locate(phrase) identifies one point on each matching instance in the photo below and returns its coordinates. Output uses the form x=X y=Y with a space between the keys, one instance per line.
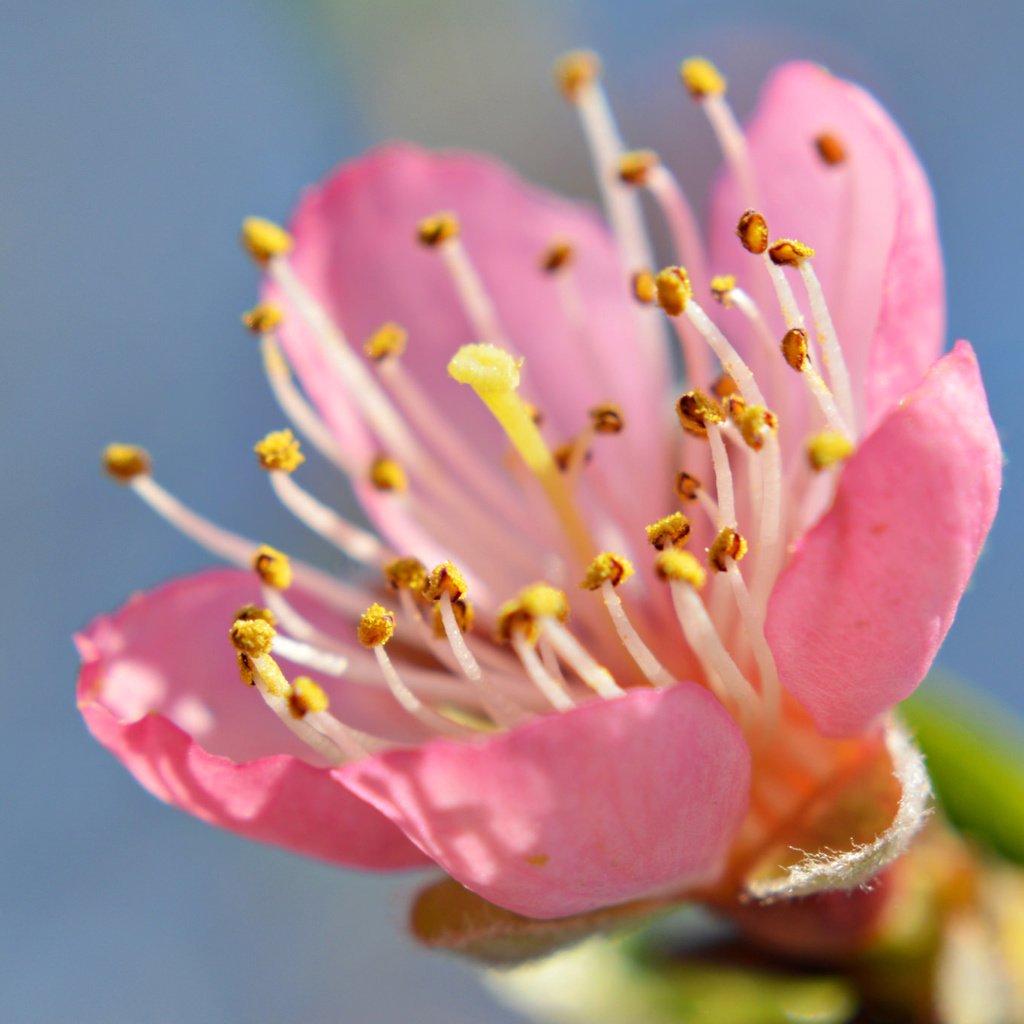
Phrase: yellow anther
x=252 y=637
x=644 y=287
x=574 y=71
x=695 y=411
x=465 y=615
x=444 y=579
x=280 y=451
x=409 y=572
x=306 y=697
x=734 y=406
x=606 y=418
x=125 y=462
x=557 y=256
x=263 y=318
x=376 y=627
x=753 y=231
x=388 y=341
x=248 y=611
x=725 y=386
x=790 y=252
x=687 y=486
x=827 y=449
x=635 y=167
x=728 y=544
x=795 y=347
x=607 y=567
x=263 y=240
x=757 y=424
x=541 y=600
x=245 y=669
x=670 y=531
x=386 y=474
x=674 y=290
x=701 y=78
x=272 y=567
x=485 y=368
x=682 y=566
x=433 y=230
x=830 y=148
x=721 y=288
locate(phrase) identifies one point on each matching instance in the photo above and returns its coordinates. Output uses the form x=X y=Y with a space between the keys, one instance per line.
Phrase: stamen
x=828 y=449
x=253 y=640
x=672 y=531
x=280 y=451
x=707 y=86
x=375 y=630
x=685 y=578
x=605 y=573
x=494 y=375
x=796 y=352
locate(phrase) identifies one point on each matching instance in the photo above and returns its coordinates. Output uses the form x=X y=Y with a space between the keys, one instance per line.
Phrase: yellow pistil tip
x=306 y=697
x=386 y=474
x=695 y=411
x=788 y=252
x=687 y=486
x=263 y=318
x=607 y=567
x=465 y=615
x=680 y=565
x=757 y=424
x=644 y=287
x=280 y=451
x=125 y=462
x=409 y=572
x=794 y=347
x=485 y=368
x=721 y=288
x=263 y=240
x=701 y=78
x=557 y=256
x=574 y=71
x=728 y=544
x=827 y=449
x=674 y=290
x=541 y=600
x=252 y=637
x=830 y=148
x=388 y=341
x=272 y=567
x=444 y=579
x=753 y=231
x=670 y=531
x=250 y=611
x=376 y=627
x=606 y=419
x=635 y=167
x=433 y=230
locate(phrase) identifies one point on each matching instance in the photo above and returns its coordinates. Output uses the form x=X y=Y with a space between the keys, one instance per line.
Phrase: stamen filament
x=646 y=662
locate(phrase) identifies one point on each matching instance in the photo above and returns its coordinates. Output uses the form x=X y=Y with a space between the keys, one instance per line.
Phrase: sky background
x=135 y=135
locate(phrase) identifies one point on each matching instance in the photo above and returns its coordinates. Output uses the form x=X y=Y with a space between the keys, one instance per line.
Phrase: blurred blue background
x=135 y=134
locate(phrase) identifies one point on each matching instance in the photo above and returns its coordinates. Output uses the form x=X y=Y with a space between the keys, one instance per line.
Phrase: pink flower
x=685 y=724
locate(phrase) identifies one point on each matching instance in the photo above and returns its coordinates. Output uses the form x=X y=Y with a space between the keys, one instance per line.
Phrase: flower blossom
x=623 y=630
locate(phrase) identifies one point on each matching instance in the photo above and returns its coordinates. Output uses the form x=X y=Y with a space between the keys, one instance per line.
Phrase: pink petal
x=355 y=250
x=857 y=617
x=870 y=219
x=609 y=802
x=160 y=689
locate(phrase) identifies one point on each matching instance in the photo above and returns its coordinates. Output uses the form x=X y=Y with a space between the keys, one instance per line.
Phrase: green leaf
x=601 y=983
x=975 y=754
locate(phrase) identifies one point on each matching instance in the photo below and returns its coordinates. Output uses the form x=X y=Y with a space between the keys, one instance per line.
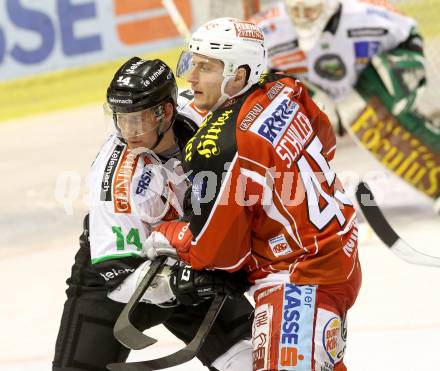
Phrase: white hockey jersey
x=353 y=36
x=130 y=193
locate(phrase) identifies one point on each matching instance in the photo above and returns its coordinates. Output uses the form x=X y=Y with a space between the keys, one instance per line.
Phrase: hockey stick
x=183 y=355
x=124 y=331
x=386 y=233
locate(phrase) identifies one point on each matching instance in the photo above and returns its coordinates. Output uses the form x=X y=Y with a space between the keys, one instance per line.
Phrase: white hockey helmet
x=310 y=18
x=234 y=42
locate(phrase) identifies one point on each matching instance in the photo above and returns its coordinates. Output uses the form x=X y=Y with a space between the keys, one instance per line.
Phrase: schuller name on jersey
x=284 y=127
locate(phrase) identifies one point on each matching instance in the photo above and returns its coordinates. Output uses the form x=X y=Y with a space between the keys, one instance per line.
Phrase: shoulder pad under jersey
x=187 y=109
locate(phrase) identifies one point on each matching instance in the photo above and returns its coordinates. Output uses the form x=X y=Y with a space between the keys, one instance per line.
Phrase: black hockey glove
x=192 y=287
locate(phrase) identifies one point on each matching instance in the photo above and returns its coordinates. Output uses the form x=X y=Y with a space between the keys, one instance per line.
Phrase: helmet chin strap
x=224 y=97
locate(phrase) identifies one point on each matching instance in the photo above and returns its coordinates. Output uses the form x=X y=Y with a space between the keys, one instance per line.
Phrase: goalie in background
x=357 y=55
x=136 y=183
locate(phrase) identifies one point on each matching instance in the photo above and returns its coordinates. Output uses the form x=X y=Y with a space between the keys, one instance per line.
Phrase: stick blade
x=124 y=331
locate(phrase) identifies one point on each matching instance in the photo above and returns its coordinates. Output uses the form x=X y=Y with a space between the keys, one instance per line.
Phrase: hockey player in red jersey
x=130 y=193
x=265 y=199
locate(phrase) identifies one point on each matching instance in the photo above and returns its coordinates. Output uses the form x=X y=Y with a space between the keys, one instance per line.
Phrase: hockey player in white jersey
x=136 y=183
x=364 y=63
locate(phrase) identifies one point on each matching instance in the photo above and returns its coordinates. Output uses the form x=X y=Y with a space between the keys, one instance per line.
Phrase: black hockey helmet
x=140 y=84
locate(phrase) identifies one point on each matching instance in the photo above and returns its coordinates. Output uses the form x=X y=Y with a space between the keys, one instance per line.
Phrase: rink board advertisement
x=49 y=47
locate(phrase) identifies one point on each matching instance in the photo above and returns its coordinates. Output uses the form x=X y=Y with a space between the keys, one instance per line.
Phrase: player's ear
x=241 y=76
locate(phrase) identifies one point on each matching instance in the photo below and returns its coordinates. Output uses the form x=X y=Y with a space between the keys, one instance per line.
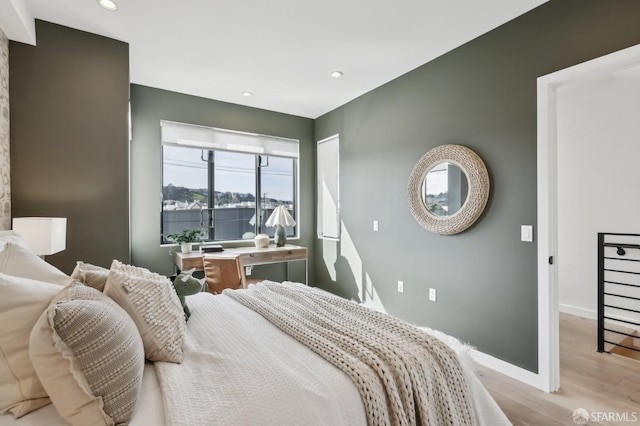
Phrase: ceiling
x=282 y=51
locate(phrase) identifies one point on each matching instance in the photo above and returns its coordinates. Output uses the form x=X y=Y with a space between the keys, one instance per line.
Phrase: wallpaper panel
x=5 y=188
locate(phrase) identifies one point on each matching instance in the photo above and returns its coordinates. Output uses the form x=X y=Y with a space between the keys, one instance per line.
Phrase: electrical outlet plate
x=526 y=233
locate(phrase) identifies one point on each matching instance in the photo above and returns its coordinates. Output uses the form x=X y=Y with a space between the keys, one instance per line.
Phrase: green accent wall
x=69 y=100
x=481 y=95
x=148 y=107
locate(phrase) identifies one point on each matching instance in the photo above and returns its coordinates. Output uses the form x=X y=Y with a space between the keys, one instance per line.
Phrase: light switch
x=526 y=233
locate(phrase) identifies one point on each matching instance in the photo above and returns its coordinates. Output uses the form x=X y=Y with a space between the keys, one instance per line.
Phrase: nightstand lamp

* 任务说明:
把上面的全部行依次放入一个编号列表，空行略去不计，答案中不要包含图片。

* 完成结果:
1. locate(phrase) identifies one point on each matching instance in the photo below and returns its coordinates. Output uses the form x=X y=Y with a space between the keys, one instance per line.
2. Phrase: yellow anther
3. x=252 y=637
4. x=644 y=287
5. x=574 y=71
6. x=695 y=411
7. x=465 y=615
8. x=444 y=579
9. x=280 y=451
10. x=409 y=572
11. x=306 y=697
12. x=734 y=406
13. x=606 y=418
14. x=125 y=462
15. x=557 y=256
16. x=263 y=318
17. x=376 y=627
18. x=753 y=231
19. x=388 y=341
20. x=248 y=611
21. x=725 y=386
22. x=790 y=252
23. x=687 y=486
24. x=827 y=449
25. x=635 y=167
26. x=728 y=544
27. x=795 y=347
28. x=607 y=567
29. x=263 y=240
30. x=757 y=424
31. x=541 y=600
32. x=245 y=669
33. x=670 y=531
34. x=386 y=474
35. x=674 y=290
36. x=701 y=78
37. x=272 y=567
38. x=485 y=368
39. x=682 y=566
40. x=433 y=230
41. x=830 y=148
42. x=721 y=288
43. locate(phrase) identifies one point on each matching instance in the photo above and returns its coordinates. Output uses the form x=X y=Y with a space between the keys, one instance per line.
44. Phrase: stamen
45. x=828 y=449
46. x=253 y=640
47. x=672 y=531
48. x=280 y=451
49. x=707 y=86
50. x=375 y=630
51. x=685 y=578
52. x=605 y=573
53. x=494 y=375
54. x=796 y=352
55. locate(phrase) identifies one point on each matching instance in the photo above and returns its coordinates. Output uses the form x=X y=Y with a space between the keys, one instance per line.
56. Phrase: yellow pistil tip
57. x=306 y=697
58. x=386 y=474
59. x=695 y=411
60. x=788 y=252
61. x=687 y=486
62. x=263 y=318
63. x=607 y=567
64. x=465 y=615
65. x=680 y=565
66. x=757 y=424
67. x=644 y=287
68. x=280 y=451
69. x=125 y=462
70. x=409 y=572
71. x=794 y=347
72. x=485 y=368
73. x=721 y=288
74. x=263 y=240
75. x=701 y=78
76. x=557 y=256
77. x=574 y=71
78. x=728 y=544
79. x=827 y=449
80. x=674 y=290
81. x=541 y=600
82. x=252 y=637
83. x=830 y=148
84. x=388 y=341
85. x=272 y=567
86. x=444 y=579
87. x=753 y=231
88. x=670 y=531
89. x=250 y=611
90. x=376 y=627
91. x=606 y=419
92. x=635 y=167
93. x=433 y=230
94. locate(phrase) identifies one point on each matching instance in the photo above and returns its coordinates. Output uses the form x=X y=Y with a space between the keys, one instance per line.
95. Phrase: stamen filament
96. x=646 y=662
97. locate(phrase) identifies one point on each matching instance in the photo above and returns its coordinates. Output uses the form x=X y=Y with a space between the keys, one instance per line.
98. Phrase: sky background
99. x=135 y=135
100. locate(phrase) identifies one point on each matching instance in the photo above and returns its coordinates. Output uses the form x=X y=Y with a space between the keys, one instance per line.
101. Phrase: blurred blue background
102. x=135 y=134
103. locate(phrase) identifies one point on each matching instance in the photo above and returns its coordinates. Output uses the form x=X y=Y with a space between the keys, one instance per line.
104. Phrase: pink flower
105. x=685 y=724
106. locate(phrase) identifies one point on each matching instance in the photo above and returns its coordinates. Output uses the form x=X y=Y with a space between the keys, one instance per line.
107. Phrase: flower blossom
108. x=623 y=630
109. locate(phrase) identifies one point on each matching instance in the photo above and returns its coordinates. Output uses the form x=X y=Y with a space between the keys, one instance per line.
110. Phrase: pink petal
111. x=355 y=250
112. x=857 y=617
113. x=870 y=219
114. x=609 y=802
115. x=160 y=689
116. locate(phrase) identifies one point on each matching instance in the photo above and returns its coordinates. Output uses the form x=X y=Y with a space between the keys, one instance per line.
117. Phrase: green leaf
118. x=601 y=983
119. x=975 y=754
120. locate(phrase) identifies one point on each matching instance in the photo below and returns its coordinates. Output uses the form x=X y=Y with a space between the keys, one instance per line.
121. Phrase: white hockey jersey
122. x=353 y=36
123. x=130 y=193
124. locate(phrase) identifies one point on each matching instance in the photo above and returns its coordinates. Output uses the form x=X y=Y with a space between the keys, one instance per line.
125. Phrase: hockey stick
126. x=183 y=355
127. x=124 y=331
128. x=386 y=233
129. locate(phrase) identifies one point on each matching instance in the photo above and returns its coordinates. Output uses the form x=X y=Y with a space between the keys, one instance per line.
130. Phrase: white hockey helmet
131. x=310 y=18
132. x=234 y=42
133. locate(phrase) identifies one point on each matching instance in the photo above and returns its coordinates. Output uses the form x=X y=Y with a space between the keys, one instance per line.
134. Phrase: schuller name on jersey
135. x=284 y=127
136. locate(phrase) identifies one point on each matching instance in the photo above and returns its coordinates. Output uses the form x=X y=Y with a space between the keys, one instance per line.
137. Phrase: shoulder pad under jersey
138. x=187 y=109
139. locate(phrase) identifies one point on each matching instance in the photo above and returns its coordinates. Output uses the form x=X y=Y with a space between the keys, one instance per line.
140. Phrase: black hockey glove
141. x=192 y=287
142. locate(phrase) identifies one point on each matching instance in the photo above and returns its coordinates. Output uses the form x=X y=Y with a space between the keys, one instance per line.
143. Phrase: helmet chin strap
144. x=224 y=97
145. locate(phrase) identifies one point on each matching instance in the photo above and returns its coordinates. Output uses the form x=X y=Y with a space between the keys, one instance per line.
146. Phrase: goalie in background
147. x=357 y=55
148. x=136 y=183
149. locate(phrase) identifies one point on each matching instance in the photo above and returns its coordinates. Output uses the form x=X y=Y with a space between the keys, one instance per line.
150. Phrase: stick blade
151. x=124 y=331
152. locate(phrase) identifies one point on each matching instance in the photo above and returns its coordinates. Output uses the form x=X y=Y with a space between the keys, one instance per line.
153. Phrase: hockey player in red jersey
154. x=130 y=193
155. x=265 y=199
156. locate(phrase) identifies one point on each matching instance in the photo above and returns its coordinates. Output uses the form x=X y=Y with a space between the keys, one instance per line.
157. Phrase: hockey player in white jersey
158. x=136 y=183
159. x=364 y=63
160. locate(phrase) identifies one point on each matching instance in the photo above and returns its coordinates. Output uses the form x=X y=Y with a space between the keys, one instance per line.
161. Phrase: black hockey helmet
162. x=140 y=84
163. locate(phrase) identifies one point on each matching instance in the photo above and returns its coordinates. Output uses the form x=X y=Y with a space between the keys, one instance per line.
164. Phrase: rink board advertisement
165. x=49 y=47
166. locate(phrase) identifies one point on each matching instance in the photo above and returns its coordinates. Output uses the form x=X y=Y with a space between the keys, one instance per line.
167. Phrase: player's ear
168. x=241 y=76
169. locate(phrase) identifies one point on each matching instance in the photo below and returns its coordinates. Output uses the form x=X y=Y with a space between the keys, one instance per line.
170. Phrase: ceiling
171. x=282 y=51
172. locate(phrase) identifies one point on each matching instance in the photo above and returns its coordinates. Output uses the form x=X y=Y with a space between the keys, one instance per line.
173. Phrase: wallpaper panel
174. x=5 y=188
175. locate(phrase) identifies one point on each matching instance in the photo above and returns its coordinates. Output uses the form x=X y=Y with a space between the keys, one instance per line.
176. Phrase: electrical outlet plate
177. x=526 y=233
178. locate(phrase) identifies one point on each matching instance in the photo above and returns its coordinates. Output uses the form x=X y=Y with a space between the keys, one instance per line.
179. Phrase: green accent wall
180. x=69 y=100
181. x=481 y=95
182. x=148 y=107
183. locate(phrase) identifies one point on each matching instance in the photo above and returns its coordinates. Output uses the form x=X y=Y with a space between the keys, one instance per line.
184. Phrase: light switch
185. x=526 y=233
186. locate(phrase) identifies one point on each matching instance in the photo above and returns its coordinates. Output uses the form x=X y=Y with a space between the keys, one instance per line.
187. Phrase: nightstand lamp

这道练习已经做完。